Image box annotation items:
--- --- ---

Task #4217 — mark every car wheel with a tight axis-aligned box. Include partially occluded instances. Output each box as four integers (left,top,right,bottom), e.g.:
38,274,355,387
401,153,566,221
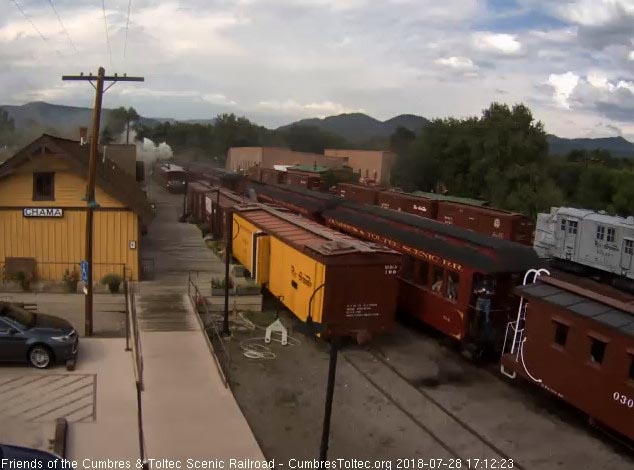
29,345,53,369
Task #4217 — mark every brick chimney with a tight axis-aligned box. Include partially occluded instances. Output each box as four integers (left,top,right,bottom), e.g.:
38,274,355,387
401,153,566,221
79,127,88,145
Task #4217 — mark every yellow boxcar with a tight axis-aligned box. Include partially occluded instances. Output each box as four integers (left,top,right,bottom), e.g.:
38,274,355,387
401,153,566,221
232,205,400,336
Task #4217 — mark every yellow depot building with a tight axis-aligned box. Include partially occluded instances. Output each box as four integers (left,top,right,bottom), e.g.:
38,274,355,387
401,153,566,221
0,134,153,282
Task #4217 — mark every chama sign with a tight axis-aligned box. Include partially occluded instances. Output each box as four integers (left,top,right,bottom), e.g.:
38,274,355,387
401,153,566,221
22,207,64,217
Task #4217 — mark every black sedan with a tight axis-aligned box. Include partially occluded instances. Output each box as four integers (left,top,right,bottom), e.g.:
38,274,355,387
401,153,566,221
0,302,79,369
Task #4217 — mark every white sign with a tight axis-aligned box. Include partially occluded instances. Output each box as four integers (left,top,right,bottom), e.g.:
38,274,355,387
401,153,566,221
22,207,64,217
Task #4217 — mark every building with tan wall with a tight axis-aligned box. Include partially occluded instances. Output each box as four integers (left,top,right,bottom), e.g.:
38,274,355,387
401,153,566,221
226,147,347,171
0,134,153,282
324,149,396,186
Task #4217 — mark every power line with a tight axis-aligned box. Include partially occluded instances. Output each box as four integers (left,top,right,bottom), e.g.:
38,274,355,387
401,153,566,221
123,0,132,59
48,0,77,52
101,0,112,67
11,0,48,42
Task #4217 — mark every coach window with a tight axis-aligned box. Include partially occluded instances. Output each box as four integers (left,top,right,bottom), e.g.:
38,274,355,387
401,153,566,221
447,271,460,301
590,336,608,364
553,320,570,348
597,225,605,240
416,261,429,287
401,256,414,281
431,266,445,294
33,172,55,201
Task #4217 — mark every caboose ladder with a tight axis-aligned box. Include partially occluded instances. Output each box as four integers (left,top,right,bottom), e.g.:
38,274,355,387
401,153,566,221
500,269,550,379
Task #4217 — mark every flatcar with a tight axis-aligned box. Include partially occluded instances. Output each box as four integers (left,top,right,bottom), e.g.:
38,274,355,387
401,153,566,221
501,273,634,442
158,163,187,194
377,191,438,219
534,207,634,291
335,183,384,206
322,203,540,355
232,204,401,341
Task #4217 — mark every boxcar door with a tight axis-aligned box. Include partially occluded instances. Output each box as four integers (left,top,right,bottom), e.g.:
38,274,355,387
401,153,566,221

--- --- ---

Turn the lines starting with the one that contains "Task #4217 — mark every flatcar" and going on through the end of the items into a Markdown table with the columns Row and Line. Number each line in Row, put its text in Line, and leave out blank lines.

| Row | Line |
|---|---|
| 1 | Task #4217 — mark every flatcar with a tight axis-aligned box. Include partially occluded instances. Output each box as four integers (left,top,right,bottom), e.g.: |
| 2 | 38,274,355,387 |
| 3 | 401,153,566,221 |
| 4 | 501,273,634,442 |
| 5 | 158,163,187,194 |
| 6 | 377,191,438,219 |
| 7 | 534,207,634,291 |
| 8 | 335,183,384,206 |
| 9 | 322,203,540,355 |
| 10 | 232,204,401,341 |
| 11 | Task #4217 — mark every boxcar door with a tight axis-aligned box. Include partially occluded instances. Output each box as four integers (left,top,right,bottom), e.g.: |
| 12 | 38,274,355,387 |
| 13 | 401,153,566,221 |